--- Kutipan Dokumen ---
1. Menurut Komisi V DPR RI, domain pengelolaan sektor konstruksi di Indonesia tidak cukup secara eksplisit hanya terkait dengan jasa konstruksi sebagaimana disebutkan dalam UU No. 18 tahun 1999 tentang Jasa Konstruksi: sebuah domain bernama pekerjaan umum dan lebih spesifik Kementerian Pekerjaan Umum, sebagai pengelola sektor konstruksi di Indonesia. Padahal ranah tugas pokok dan fungsi kementerian ini adalah penyelenggaraan infrastruktur binamarga, ciptakarya, sumberdaya air, serta penataan ruang. Pengelolaan sektor konstruksi jauh melampaui pengelolaan infrastruktur yang bersifat ke-PU-an, karena berkaitan dengan dimensi usaha (industri konstruksi) dan pengusahaan (tata niaga) dengan modalitas kapital, teknologi, sumber daya manusia, dan model-model usaha, pasar, akses pasar, transaksi, dan pejaminan kualitas sebagai akuntabilitas publik dari aktifitas konstruksi.

Hal-hal tersebut diatas menjadi bagian penting sebagai masukan dari Tim Pengkajian Gapeksindo agar perubahan UU RI tentang Jasa Konstruksi didalami oleh banyak pihak yang berkompeten. Ini bisa menyangkut masukan dari inter disipliner dan masukan dari beberapa kementerian.

  1. Kebijakan politik dari UU No. 32 Tahun 2004 tentang Pemerintahan Daerah juga memiliki implikasi terhadap pengelolaan sektor konstruksi di daerah. Pemerintah Daerah melalui peraturan daerah akan berpeluang mengembangkan sistem hukum pengelolaan sektor konstruksi berbasis kepentingan daerah. APBD besar dan investasi luar negeri melalui Foreign Direct Investment (FDI) di daerah, menyebabkan pertumbuhan konstruksi untuk penyediaan infrastruktur dan bangunan-bangunan lain pada masing-masing daerah, dan memacu pertumbuhan bisnis konstruksi bagi masyarakat di daerah yang bersangkutan. Rentetannya adalah pada kualitas dan kuantitas dari sumber daya manusia yang terlibat pada jasa konstrusksi di daerah tersebut. Tidak adanya kewajiban pengembangan sumber daya manusia oleh pemerintah daerah yang termaktub dalam UU No. 18 tahun 1999 tentang Jasa Konstruksi, perlu diperbaharui. Pada RUU RI tentang Jasa Konstruksi: pemerintah daerah menjadi wajib melaksanakan pembinaan, pengembangan sumber daya manusia, serta pendidikan dan pelatihan jasa konstruksi pada daerahnya masing-masing (Pasal 4 dan Pasal 7), tapi belum terasa tajam rinciannya.

--- Data yang Diberikan ---
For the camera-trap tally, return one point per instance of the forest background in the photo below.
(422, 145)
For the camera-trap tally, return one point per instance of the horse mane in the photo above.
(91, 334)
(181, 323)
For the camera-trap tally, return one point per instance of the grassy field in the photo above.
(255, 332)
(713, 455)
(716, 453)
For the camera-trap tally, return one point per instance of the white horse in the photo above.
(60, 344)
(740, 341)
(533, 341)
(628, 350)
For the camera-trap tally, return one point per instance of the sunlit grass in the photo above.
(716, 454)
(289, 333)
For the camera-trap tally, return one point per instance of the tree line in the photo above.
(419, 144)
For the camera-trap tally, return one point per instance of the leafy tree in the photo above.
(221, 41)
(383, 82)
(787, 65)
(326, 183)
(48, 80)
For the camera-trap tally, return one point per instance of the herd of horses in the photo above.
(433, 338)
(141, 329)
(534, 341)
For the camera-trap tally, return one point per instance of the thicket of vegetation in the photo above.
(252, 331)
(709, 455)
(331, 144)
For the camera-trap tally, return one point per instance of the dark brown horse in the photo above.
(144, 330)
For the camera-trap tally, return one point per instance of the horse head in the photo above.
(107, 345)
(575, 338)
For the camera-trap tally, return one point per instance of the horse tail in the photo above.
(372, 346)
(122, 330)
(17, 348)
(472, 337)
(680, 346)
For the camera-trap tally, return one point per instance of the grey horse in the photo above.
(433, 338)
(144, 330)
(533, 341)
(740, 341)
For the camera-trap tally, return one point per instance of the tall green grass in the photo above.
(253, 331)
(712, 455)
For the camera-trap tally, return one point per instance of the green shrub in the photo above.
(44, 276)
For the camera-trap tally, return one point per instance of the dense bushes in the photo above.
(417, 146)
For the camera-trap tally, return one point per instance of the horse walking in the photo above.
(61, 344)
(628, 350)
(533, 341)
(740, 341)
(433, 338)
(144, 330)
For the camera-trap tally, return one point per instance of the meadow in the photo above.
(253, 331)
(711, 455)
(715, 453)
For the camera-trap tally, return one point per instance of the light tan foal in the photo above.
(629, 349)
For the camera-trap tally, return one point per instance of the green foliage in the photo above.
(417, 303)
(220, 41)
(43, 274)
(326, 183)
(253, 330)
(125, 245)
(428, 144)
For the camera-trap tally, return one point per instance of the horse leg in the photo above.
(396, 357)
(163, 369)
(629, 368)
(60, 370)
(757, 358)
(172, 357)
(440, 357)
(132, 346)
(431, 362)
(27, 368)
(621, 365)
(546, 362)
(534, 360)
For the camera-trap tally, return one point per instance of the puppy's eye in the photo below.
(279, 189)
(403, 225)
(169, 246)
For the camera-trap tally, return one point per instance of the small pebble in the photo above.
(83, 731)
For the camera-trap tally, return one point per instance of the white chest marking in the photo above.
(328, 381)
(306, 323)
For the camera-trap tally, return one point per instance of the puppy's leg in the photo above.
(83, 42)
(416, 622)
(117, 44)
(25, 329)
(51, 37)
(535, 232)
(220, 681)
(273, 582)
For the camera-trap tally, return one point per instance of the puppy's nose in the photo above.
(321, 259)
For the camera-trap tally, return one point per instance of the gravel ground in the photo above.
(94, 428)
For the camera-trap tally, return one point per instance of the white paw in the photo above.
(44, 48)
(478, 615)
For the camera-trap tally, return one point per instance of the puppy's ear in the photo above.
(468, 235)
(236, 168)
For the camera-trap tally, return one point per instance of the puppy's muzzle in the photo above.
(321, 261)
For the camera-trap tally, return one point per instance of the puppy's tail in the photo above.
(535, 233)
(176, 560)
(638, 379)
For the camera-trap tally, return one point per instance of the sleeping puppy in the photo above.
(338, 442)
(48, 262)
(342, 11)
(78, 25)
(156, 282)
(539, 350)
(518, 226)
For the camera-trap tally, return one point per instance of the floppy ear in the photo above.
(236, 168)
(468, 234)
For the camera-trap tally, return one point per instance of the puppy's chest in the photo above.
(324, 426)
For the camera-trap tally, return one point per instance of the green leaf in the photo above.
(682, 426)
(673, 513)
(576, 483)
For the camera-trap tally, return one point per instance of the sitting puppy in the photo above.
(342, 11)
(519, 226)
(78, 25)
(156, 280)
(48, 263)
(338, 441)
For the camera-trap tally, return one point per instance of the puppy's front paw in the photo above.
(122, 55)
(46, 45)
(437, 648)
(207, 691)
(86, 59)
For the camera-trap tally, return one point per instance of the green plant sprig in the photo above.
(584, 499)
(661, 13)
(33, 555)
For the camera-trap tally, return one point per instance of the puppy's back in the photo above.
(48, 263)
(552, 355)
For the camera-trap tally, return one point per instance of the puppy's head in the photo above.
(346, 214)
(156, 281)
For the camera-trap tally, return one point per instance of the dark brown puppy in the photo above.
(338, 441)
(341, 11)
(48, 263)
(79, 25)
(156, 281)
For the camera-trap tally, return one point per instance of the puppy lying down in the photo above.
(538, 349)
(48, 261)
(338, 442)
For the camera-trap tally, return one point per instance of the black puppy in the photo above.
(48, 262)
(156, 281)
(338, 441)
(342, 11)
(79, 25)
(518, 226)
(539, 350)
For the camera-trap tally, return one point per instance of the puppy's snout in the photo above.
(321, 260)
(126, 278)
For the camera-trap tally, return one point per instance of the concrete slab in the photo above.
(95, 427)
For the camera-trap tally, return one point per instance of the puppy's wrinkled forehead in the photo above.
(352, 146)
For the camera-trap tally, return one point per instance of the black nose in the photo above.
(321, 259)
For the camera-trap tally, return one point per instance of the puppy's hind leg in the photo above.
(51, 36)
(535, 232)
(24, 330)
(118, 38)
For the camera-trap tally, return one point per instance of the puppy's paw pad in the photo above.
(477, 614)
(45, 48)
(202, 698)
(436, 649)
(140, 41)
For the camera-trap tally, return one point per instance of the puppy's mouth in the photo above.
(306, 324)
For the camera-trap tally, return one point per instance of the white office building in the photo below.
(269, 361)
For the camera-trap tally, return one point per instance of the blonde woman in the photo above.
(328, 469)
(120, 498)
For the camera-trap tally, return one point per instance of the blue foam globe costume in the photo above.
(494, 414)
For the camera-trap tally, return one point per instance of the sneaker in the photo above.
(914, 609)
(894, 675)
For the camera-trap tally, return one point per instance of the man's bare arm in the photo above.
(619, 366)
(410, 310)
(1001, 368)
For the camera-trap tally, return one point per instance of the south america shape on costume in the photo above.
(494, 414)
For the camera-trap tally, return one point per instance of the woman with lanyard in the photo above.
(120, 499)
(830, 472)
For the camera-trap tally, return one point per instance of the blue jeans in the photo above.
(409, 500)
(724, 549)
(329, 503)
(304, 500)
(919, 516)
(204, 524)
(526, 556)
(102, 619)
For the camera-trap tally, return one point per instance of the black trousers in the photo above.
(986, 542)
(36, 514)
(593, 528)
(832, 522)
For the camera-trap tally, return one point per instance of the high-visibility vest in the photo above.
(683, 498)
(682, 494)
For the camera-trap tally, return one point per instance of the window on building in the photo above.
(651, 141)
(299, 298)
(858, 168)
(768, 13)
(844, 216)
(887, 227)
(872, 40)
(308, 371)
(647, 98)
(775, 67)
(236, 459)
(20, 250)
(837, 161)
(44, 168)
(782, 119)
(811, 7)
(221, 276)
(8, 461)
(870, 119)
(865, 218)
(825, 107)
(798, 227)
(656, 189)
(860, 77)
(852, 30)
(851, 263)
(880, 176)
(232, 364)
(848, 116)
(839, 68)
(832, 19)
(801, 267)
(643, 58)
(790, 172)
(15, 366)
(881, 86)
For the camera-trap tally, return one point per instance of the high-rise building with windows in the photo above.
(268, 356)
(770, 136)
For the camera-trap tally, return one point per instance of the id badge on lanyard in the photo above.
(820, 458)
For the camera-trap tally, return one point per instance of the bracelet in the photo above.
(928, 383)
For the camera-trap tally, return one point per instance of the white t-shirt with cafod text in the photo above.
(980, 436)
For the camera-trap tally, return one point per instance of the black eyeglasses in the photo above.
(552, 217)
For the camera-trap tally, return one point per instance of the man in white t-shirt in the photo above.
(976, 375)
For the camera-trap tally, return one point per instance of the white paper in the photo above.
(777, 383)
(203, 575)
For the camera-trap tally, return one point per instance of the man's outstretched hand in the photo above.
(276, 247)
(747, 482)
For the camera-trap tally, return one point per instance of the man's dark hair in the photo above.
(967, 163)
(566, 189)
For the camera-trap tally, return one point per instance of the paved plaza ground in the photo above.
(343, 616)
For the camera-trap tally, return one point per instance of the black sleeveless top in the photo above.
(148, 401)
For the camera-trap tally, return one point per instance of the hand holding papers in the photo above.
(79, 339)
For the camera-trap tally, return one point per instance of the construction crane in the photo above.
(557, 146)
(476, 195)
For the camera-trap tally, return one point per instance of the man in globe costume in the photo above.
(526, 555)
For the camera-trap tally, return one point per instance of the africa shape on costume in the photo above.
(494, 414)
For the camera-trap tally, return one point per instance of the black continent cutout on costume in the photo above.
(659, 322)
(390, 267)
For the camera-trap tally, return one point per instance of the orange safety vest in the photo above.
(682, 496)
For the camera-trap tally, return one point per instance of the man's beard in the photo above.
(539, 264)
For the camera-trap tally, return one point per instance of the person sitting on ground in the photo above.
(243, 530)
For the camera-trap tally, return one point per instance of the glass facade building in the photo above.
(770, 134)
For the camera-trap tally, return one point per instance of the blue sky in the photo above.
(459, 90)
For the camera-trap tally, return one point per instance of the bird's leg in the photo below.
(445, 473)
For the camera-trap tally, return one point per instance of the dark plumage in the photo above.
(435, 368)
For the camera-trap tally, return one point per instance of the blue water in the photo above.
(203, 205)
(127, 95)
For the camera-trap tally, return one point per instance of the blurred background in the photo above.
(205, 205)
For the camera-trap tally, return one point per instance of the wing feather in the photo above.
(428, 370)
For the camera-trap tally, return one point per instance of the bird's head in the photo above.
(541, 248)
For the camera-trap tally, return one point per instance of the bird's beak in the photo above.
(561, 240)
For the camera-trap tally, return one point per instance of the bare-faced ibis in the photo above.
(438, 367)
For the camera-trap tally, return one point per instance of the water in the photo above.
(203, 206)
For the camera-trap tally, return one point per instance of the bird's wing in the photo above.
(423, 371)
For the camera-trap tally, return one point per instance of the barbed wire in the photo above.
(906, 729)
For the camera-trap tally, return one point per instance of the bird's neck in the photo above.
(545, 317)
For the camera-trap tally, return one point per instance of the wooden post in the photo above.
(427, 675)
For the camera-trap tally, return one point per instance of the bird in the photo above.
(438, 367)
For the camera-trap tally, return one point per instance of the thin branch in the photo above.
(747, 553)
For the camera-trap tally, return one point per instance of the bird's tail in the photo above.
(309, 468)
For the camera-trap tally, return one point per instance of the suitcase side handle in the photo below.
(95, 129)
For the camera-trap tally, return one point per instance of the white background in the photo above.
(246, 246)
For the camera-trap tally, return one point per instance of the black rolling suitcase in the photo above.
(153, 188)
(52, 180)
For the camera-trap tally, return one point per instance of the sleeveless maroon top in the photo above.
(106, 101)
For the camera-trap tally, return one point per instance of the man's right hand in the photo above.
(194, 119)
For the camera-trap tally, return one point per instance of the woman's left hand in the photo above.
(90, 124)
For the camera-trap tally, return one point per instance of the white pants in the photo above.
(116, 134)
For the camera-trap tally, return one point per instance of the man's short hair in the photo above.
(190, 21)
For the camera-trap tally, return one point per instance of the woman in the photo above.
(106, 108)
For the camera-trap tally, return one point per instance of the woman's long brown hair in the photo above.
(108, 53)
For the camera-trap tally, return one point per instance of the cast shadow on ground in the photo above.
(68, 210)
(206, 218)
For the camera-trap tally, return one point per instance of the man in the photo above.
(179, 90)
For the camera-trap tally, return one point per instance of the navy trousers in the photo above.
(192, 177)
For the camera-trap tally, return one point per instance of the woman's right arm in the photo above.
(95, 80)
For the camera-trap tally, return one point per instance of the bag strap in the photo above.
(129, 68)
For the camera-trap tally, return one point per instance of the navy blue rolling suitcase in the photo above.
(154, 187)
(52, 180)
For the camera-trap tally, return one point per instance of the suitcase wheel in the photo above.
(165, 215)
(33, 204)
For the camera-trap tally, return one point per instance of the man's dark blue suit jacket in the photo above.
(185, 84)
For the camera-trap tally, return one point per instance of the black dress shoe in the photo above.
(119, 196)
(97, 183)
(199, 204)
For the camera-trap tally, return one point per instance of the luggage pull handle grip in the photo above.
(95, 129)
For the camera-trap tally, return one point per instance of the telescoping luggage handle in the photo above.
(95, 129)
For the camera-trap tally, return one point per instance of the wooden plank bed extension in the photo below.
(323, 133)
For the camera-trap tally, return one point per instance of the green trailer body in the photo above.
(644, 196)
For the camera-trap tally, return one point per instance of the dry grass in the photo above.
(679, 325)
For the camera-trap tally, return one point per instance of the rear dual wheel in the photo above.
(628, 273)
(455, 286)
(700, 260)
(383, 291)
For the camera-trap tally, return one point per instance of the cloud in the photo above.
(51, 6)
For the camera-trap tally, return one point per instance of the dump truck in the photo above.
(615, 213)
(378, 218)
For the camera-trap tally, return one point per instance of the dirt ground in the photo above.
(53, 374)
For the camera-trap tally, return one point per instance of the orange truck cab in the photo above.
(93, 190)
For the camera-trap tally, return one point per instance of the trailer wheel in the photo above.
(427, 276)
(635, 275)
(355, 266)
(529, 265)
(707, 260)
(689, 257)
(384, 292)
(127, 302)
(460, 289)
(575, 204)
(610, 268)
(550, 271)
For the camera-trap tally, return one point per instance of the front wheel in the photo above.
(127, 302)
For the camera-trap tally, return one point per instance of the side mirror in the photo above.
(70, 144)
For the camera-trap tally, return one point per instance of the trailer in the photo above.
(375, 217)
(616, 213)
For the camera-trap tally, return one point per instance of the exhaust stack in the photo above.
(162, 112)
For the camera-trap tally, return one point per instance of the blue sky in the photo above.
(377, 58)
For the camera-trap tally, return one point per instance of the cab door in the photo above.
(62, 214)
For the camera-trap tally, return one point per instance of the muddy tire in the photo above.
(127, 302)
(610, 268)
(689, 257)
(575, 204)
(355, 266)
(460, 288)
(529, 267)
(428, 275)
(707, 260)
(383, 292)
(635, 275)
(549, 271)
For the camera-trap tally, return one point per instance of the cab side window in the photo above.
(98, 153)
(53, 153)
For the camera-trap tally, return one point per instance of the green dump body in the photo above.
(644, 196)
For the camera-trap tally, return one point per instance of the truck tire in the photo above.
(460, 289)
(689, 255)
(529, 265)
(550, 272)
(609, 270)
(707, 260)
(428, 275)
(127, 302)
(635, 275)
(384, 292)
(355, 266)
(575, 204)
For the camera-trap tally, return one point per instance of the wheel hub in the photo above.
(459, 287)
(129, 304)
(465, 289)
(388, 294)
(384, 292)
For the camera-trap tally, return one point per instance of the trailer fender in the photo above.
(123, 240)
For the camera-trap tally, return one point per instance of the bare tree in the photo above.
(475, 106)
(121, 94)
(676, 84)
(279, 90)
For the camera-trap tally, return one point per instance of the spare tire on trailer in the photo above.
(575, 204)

--- Daftar Tugas ---
[1] Jawablah pertanyaan berikut berdasarkan kutipan dokumen:
(a) Komisi DPR RI mana yang pendapatnya dikemukakan mengenai domain pengelolaan sektor konstruksi?
(b) Tim apa yang memberikan masukan agar perubahan UU RI tentang Jasa Konstruksi didalami oleh banyak pihak yang berkompeten?
(c) Pasal mana dalam RUU RI tentang Jasa Konstruksi yang mewajibkan pemerintah daerah melaksanakan pembinaan serta pengembangan sumber daya manusia jasa konstruksi?
[2] Ubahlah paragraf dalam kutipan dokumen yang diawali "Kebijakan politik dari UU No. 32 Tahun 2004" menjadi daftar butir yang lebih ringkas dengan tetap memuat fakta pokoknya.
[3] Sebutkan semua ranah tugas pokok dan fungsi Kementerian Pekerjaan Umum yang tercantum dalam kutipan dokumen.
Data tersebut berasal dari sumber yang terpisah dari kutipan dokumen.

--- Jawaban Soal ---
[1]
(a) Komisi V DPR RI.
(b) Tim Pengkajian Gapeksindo.
(c) Pasal 4 dan Pasal 7.

[2]
- UU No. 32 Tahun 2004 tentang Pemerintahan Daerah berimplikasi pada pengelolaan sektor konstruksi di daerah. Melalui peraturan daerah, pemerintah daerah berpeluang mengembangkan sistem hukum pengelolaan sektor konstruksi berbasis kepentingan daerah.
- APBD yang besar dan Foreign Direct Investment (FDI) mendorong pertumbuhan konstruksi infrastruktur dan bangunan lain di daerah. Keduanya juga memacu bisnis konstruksi bagi masyarakat setempat.
- Rentetannya menyangkut kualitas dan kuantitas sumber daya manusia jasa konstruksi di daerah.
- UU No. 18 Tahun 1999 tentang Jasa Konstruksi tidak mewajibkan pemerintah daerah mengembangkan sumber daya manusia, sehingga ketentuan ini perlu diperbarui.
- RUU RI tentang Jasa Konstruksi (Pasal 4 dan Pasal 7) mewajibkan pemerintah daerah melaksanakan pembinaan, pengembangan sumber daya manusia, serta pendidikan dan pelatihan jasa konstruksi di daerahnya, tetapi rinciannya belum terasa tajam.

[3]
- Binamarga
- Ciptakarya
- Sumberdaya air
- Penataan ruang